§ TASK DESCRIPTION: Type each record below again, with the same words.

§ DATA SUPPLIED:
::::::::
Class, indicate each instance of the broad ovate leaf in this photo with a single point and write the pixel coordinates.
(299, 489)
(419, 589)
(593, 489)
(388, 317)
::::::::
§ SOLUTION FOR THIS EXERCISE:
Class, indicate each instance of the broad ovate leaf in this photo with a single point and write the pixel coordinates.
(299, 489)
(419, 589)
(593, 489)
(388, 317)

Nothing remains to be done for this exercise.